═══ Source material

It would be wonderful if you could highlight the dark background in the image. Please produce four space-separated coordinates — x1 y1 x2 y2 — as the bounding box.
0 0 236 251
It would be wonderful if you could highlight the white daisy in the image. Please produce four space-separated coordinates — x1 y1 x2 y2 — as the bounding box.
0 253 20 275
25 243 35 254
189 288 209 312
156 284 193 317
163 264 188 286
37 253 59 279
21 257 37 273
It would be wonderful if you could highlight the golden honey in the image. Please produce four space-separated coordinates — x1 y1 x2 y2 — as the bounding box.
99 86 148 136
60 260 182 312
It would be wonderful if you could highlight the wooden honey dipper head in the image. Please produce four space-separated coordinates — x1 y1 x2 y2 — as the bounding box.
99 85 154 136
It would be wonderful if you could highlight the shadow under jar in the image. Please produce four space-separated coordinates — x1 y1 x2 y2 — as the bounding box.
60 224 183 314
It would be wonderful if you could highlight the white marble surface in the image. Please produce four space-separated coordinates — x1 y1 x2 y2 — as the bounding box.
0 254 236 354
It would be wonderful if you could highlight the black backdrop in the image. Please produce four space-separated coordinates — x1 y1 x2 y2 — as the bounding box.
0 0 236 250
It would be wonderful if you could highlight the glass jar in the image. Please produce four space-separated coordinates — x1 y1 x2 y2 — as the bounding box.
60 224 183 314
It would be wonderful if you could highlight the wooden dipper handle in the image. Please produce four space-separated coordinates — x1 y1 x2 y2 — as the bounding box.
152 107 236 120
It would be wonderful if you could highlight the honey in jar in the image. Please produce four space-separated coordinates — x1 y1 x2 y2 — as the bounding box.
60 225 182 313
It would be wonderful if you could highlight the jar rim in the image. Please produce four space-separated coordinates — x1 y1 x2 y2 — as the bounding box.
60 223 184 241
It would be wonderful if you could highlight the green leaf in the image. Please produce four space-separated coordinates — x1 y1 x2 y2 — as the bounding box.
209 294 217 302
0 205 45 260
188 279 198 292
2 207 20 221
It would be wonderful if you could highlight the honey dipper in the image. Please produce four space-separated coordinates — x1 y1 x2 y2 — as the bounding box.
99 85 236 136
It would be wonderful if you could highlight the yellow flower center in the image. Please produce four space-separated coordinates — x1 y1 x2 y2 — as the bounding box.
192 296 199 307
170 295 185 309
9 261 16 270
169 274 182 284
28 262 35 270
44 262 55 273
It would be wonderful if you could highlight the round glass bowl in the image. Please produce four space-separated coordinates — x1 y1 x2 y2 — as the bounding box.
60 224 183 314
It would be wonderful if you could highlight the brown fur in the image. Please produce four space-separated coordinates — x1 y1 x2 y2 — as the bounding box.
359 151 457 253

══════

▶ _Exercise_
Express all of the rows above as a JSON list of strings, with one string per line and no entries for blank lines.

▶ _Full solution_
[
  "It would be wonderful if you could highlight the dark background in the image. Please produce four space-separated coordinates — x1 y1 x2 y2 — as the bounding box.",
  "0 0 236 251",
  "It would be wonderful if you could highlight the white daisy in the image. Please produce four space-separated coordinates — x1 y1 x2 y2 — as the bounding box.",
  "0 253 20 275",
  "25 243 35 254",
  "189 288 209 312",
  "156 284 193 317",
  "163 264 188 286",
  "37 253 59 279",
  "21 257 37 273",
  "It would be wonderful if you could highlight the golden honey in the image. Please produce four space-separated coordinates — x1 y1 x2 y2 — as the bounding box.",
  "99 86 148 136",
  "60 260 182 312",
  "It would be wonderful if you could highlight the wooden honey dipper head in the image. Please produce four space-separated coordinates — x1 y1 x2 y2 — as the bounding box.",
  "99 85 154 136",
  "It would be wonderful if you could highlight the shadow under jar in the image. Please produce four space-separated coordinates — x1 y1 x2 y2 — as the bounding box.",
  "60 224 183 314",
  "It would be wonderful if you could highlight the white marble surface in the image. Please produce four space-separated coordinates — x1 y1 x2 y2 — as the bounding box.",
  "0 254 236 354",
  "It would be wonderful if you could highlight the black backdrop in the image. Please produce four space-separated coordinates — x1 y1 x2 y2 — as the bounding box.",
  "0 0 236 250",
  "It would be wonderful if you could highlight the glass jar in the image. Please produce four space-separated coordinates — x1 y1 x2 y2 — as the bounding box.",
  "60 224 183 314",
  "It would be wonderful if you could highlight the wooden dipper handle in the image. Please produce four space-separated coordinates — x1 y1 x2 y2 — as the bounding box.",
  "152 107 236 120",
  "It would be wonderful if you could highlight the honey in jar in the image. Please produce four space-separated coordinates — x1 y1 x2 y2 — as the bounding box.",
  "60 225 182 313",
  "It would be wonderful if you could highlight the jar rim in the image. Please produce four space-separated coordinates — x1 y1 x2 y2 — as the bounding box.",
  "60 223 184 241",
  "It would be wonderful if you could highlight the green leaf in the image. Please produce four space-separated coordinates — x1 y1 x2 y2 — as the bounding box.",
  "209 294 217 302",
  "0 205 45 260",
  "188 279 198 292",
  "2 207 20 221",
  "It would be wonderful if you could highlight the honey dipper in the image. Please produce four space-separated coordinates — x1 y1 x2 y2 — as the bounding box.",
  "99 85 236 136",
  "It would be wonderful if you could highlight the yellow flower center in the image. Please produce four space-separated coordinates — x1 y1 x2 y2 — as the bounding box.",
  "192 296 199 307",
  "170 295 185 309",
  "9 261 16 270",
  "169 274 182 284",
  "28 262 35 270",
  "44 262 55 273",
  "It would be wonderful if you could highlight the round glass bowl in the image. Please produce four space-separated coordinates — x1 y1 x2 y2 — as the bounding box.",
  "60 224 183 314",
  "It would be wonderful if you could highlight the brown fur in the image. Please produce four space-separated coordinates — x1 y1 x2 y2 — as the bounding box.",
  "359 151 457 253"
]